[Enregistrements issus d'une collection]
──────────────────────────────

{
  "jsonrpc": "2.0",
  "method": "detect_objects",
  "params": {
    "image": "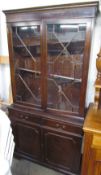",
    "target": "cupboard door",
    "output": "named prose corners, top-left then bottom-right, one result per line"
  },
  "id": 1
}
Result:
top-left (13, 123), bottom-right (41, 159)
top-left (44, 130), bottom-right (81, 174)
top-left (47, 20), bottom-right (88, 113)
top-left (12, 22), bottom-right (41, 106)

──────────────────────────────

Relevez dans la liste ci-dessus chaque ligne où figure la chaîne « bottom », puis recopiez-les.

RÉPONSE:
    "output": "named prose corners, top-left then bottom-right, one result per line"
top-left (13, 123), bottom-right (41, 159)
top-left (44, 130), bottom-right (81, 174)
top-left (47, 20), bottom-right (88, 113)
top-left (12, 22), bottom-right (41, 106)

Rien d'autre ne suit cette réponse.